__DO THIS__.
Return every line in the records below that contains the string "lettering", copying each line in full.

==================================================

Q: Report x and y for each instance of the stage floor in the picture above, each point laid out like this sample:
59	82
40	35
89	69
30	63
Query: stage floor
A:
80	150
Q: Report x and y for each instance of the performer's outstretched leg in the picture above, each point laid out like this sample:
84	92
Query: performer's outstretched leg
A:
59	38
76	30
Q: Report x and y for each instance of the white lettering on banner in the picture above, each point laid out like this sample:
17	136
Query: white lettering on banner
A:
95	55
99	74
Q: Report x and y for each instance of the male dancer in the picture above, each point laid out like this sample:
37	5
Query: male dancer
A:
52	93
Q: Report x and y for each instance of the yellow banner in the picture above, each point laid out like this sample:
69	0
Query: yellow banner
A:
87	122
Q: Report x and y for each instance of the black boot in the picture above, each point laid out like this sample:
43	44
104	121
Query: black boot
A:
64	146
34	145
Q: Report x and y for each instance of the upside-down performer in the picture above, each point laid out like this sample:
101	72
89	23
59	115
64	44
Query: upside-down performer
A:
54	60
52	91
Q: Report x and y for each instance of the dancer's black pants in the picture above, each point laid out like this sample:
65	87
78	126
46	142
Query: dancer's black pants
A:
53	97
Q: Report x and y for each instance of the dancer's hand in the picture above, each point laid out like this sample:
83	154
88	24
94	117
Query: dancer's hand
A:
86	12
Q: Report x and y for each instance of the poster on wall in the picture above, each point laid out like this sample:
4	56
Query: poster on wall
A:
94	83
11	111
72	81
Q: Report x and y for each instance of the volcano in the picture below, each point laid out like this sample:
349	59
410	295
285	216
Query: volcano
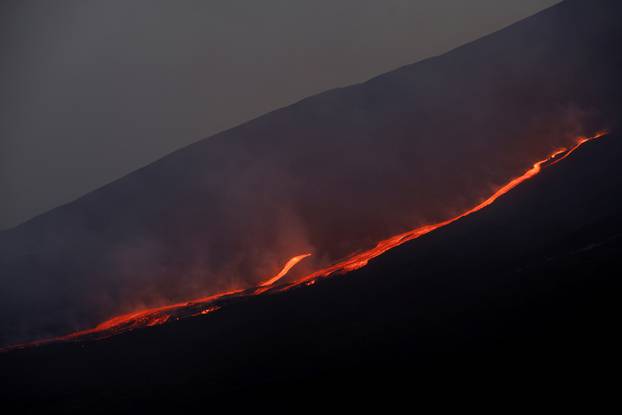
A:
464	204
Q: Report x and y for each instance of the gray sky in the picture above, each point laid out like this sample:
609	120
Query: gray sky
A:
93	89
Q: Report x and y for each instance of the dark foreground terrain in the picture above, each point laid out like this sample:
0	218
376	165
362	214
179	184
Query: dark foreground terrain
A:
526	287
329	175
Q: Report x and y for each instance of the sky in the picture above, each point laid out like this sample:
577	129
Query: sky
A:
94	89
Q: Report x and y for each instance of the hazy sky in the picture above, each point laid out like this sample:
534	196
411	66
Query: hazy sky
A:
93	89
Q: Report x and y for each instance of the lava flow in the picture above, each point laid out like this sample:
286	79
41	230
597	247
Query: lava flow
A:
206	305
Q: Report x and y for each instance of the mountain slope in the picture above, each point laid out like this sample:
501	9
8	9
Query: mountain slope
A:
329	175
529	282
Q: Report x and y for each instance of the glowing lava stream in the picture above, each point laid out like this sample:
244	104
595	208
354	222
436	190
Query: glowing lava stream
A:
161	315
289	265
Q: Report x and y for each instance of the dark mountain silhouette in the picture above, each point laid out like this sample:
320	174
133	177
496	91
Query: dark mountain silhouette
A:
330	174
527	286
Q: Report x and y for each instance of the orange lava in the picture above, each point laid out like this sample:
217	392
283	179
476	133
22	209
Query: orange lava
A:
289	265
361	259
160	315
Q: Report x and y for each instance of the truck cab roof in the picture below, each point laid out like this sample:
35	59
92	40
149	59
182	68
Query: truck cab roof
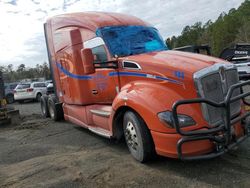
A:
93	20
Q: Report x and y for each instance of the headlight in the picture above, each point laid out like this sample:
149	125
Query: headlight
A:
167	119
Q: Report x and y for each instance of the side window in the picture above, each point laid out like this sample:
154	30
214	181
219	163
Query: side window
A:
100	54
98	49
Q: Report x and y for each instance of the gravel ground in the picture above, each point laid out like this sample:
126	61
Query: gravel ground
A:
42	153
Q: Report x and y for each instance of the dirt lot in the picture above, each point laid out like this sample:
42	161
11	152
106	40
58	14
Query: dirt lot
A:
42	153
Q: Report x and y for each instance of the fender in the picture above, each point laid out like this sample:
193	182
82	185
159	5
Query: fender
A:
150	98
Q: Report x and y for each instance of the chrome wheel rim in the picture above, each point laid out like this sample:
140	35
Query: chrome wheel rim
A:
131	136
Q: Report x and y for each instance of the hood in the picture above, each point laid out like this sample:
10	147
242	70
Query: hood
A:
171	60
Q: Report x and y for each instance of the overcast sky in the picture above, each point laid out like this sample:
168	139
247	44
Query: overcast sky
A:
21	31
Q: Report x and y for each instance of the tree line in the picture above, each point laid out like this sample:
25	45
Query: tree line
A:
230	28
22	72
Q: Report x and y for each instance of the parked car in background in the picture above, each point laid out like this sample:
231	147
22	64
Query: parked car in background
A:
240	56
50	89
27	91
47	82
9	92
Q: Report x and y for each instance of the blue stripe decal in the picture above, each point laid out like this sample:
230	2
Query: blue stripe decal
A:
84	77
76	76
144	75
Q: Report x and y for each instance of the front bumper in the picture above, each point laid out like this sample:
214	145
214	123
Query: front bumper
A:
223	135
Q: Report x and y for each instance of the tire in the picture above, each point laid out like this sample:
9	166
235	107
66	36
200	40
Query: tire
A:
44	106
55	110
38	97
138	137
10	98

==================================================

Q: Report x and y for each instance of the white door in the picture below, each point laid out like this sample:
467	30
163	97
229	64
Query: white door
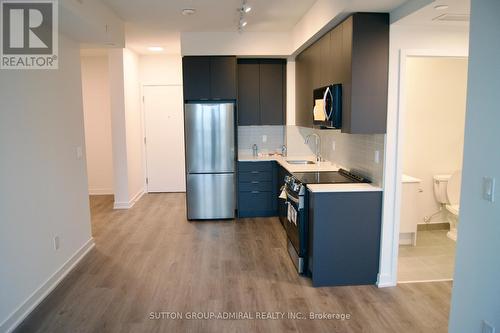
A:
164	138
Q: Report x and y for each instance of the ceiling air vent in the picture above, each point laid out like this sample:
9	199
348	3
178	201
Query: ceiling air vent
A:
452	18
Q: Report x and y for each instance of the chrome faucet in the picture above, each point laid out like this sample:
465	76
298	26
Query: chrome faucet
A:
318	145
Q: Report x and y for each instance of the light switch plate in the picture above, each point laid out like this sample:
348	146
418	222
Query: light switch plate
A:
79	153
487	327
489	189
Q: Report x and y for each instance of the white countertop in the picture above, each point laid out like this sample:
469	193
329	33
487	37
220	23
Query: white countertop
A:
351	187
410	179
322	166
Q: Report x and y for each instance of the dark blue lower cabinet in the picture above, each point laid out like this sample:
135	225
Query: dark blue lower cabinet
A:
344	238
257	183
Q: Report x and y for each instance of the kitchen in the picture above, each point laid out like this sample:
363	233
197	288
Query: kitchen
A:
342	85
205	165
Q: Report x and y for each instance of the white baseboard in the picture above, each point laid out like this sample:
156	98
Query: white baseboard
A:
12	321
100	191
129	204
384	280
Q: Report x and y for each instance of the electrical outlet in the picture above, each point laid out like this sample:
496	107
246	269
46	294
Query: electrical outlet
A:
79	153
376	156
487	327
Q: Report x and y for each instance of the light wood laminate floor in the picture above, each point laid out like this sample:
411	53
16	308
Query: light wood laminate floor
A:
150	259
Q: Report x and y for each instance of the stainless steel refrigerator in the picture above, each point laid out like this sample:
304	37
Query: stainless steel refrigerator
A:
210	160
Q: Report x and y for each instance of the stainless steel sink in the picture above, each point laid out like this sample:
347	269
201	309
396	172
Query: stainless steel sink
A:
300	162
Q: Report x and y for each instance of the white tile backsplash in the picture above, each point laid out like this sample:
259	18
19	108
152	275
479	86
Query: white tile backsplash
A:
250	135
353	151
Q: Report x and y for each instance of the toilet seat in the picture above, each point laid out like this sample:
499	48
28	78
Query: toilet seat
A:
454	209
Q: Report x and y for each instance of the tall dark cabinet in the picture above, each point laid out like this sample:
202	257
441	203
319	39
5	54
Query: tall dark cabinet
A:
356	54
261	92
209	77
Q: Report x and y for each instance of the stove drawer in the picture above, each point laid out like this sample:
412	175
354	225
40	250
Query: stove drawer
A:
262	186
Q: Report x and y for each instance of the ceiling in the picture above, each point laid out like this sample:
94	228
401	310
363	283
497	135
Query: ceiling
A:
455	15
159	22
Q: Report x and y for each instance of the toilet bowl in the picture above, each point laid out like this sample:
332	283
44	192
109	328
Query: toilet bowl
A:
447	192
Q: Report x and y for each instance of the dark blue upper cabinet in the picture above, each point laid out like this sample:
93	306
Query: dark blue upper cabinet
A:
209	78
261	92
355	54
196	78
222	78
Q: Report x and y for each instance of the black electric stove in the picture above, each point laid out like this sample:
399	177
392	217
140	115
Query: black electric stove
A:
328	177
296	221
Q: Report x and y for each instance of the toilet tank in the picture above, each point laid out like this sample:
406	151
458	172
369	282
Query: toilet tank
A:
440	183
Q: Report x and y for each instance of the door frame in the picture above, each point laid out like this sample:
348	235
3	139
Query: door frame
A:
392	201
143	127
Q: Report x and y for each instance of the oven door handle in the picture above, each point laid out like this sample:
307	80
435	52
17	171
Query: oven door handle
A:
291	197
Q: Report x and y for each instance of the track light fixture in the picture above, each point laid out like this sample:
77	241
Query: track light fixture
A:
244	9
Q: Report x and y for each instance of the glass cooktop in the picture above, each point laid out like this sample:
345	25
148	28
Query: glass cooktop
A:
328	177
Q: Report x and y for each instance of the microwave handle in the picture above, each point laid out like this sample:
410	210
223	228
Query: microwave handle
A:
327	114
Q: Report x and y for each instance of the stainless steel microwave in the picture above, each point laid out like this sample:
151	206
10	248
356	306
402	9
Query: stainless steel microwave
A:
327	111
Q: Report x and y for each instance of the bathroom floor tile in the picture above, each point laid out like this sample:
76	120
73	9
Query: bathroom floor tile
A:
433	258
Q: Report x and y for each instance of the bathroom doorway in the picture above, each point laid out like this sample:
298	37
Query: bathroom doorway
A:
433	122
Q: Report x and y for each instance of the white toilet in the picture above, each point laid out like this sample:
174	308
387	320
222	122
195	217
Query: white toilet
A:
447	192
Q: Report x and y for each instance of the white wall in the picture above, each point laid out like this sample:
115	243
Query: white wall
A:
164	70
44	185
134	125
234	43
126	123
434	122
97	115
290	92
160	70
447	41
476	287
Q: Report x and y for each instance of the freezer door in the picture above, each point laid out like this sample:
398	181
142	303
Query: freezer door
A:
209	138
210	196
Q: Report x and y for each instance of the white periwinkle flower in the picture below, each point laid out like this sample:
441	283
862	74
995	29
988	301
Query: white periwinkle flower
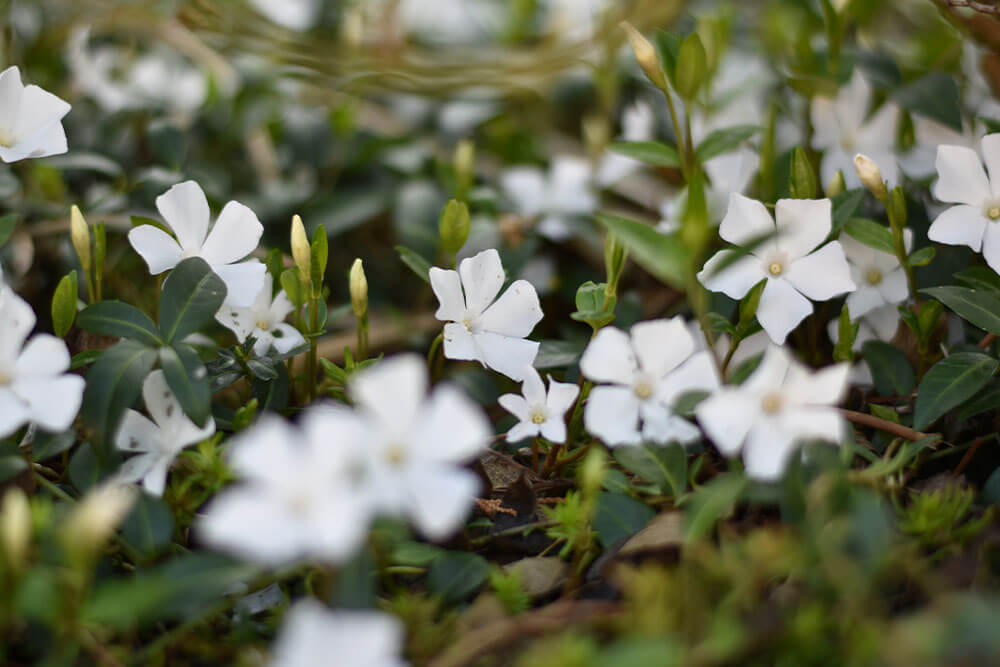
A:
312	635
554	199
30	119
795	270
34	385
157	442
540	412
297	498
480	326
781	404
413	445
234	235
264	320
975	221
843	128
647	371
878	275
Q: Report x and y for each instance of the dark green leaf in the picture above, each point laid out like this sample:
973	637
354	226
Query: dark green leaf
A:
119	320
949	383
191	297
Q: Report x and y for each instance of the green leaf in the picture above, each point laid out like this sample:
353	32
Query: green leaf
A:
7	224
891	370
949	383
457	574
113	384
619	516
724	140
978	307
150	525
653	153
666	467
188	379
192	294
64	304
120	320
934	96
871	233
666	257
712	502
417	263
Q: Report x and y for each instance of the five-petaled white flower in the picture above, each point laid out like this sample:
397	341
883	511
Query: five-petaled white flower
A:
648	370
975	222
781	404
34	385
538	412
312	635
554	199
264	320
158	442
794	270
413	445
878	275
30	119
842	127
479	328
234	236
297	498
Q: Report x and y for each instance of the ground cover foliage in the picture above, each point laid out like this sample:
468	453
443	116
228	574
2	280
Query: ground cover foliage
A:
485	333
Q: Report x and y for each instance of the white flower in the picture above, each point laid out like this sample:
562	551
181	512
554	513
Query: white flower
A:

==================================================

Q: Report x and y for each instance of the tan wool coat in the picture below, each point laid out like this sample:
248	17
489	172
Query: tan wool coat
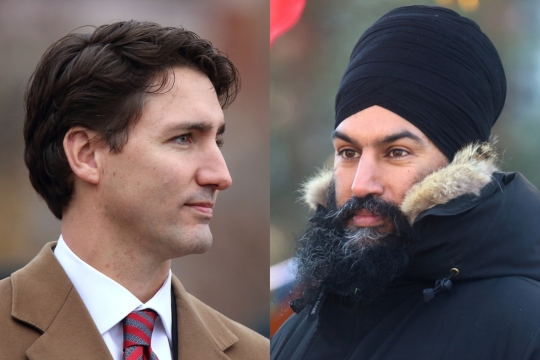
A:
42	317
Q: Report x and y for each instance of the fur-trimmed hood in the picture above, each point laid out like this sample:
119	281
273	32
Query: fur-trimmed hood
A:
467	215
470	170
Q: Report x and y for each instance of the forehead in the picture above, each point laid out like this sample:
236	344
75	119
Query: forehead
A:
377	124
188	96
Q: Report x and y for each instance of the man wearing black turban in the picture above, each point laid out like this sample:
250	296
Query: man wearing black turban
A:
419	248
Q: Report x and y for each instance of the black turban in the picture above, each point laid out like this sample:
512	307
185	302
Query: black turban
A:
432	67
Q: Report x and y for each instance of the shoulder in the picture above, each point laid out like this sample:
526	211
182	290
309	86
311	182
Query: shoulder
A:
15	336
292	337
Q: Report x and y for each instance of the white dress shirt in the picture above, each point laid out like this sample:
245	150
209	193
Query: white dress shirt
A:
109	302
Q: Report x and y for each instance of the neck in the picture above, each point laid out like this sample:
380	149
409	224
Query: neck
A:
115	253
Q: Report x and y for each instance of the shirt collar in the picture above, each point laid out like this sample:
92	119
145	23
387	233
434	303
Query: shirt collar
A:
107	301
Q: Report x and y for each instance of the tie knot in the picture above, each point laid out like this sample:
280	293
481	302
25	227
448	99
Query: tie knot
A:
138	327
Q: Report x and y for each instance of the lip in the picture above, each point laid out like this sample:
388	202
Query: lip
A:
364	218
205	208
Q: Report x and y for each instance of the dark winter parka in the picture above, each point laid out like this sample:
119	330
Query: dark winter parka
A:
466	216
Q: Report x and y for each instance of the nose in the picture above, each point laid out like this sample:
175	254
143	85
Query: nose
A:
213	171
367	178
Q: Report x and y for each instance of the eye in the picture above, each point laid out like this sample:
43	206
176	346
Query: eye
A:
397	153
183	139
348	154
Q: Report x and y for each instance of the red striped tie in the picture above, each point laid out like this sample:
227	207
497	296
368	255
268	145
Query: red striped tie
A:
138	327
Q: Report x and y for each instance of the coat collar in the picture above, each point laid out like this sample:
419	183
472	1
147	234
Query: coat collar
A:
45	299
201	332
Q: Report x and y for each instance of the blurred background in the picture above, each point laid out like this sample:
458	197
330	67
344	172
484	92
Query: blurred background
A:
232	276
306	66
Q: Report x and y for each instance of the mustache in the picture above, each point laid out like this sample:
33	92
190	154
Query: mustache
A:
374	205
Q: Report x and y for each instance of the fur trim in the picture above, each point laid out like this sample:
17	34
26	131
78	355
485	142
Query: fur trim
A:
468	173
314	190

==================================================

__RESPONSE TO THIS EXERCISE__.
Q: Report x and y for each instance of the white lettering on banner in the picture above, each point laid out like this sample:
Query: white lettering on banner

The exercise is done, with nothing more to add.